YOUR TASK - Quote, word for word, every line starting at the line that contains "Put a marker on each instance of the blurred" and ending with the last line of the records; include both of these lines and no others.

EXCERPTED DATA -
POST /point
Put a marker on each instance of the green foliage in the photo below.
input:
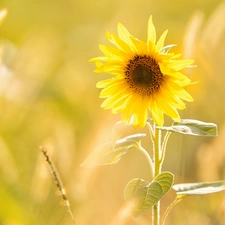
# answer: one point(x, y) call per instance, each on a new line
point(193, 127)
point(184, 190)
point(146, 194)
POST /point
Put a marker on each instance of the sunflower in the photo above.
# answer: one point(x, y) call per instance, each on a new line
point(147, 78)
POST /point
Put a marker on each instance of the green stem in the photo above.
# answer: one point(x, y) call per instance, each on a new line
point(141, 149)
point(169, 209)
point(164, 144)
point(157, 171)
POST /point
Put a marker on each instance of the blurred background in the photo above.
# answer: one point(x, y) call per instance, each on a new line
point(48, 97)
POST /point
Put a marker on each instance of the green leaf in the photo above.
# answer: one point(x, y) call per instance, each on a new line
point(193, 127)
point(202, 188)
point(146, 194)
point(111, 153)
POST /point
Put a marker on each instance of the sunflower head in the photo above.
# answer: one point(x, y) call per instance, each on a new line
point(146, 77)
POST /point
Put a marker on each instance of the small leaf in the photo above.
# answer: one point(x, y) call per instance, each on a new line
point(184, 190)
point(193, 127)
point(111, 153)
point(146, 194)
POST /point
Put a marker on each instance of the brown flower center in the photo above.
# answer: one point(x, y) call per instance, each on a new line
point(143, 75)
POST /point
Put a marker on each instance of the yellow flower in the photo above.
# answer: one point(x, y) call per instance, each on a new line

FINAL ANSWER -
Put a marker on each instance of the blurred background in the photo above.
# answer: one point(x, y) call per instance, each on a new line
point(48, 97)
POST /point
Put a marker on each instance of the green leaf in the photo above.
# answer: one point(x, y) call per instance, each on a new line
point(193, 127)
point(202, 188)
point(146, 194)
point(111, 153)
POST /point
Put a marker on each instance of the sunflower head in the photo above.
# answer: one point(x, y) call per instance, each on a new line
point(146, 77)
POST /point
Put a marker on each instance of the small leaf in the photo above.
# answer: one point(x, y) call per instance, each on a new line
point(184, 190)
point(193, 127)
point(111, 153)
point(146, 194)
POST /point
Put a marker on each instance of the brown flower center in the photo above.
# answer: one point(x, y) call per instance, each on a new line
point(143, 75)
POST /point
Put a marker on each instance of the yellow flower in the photo above.
# answer: one point(x, y) call per instance, each on a new line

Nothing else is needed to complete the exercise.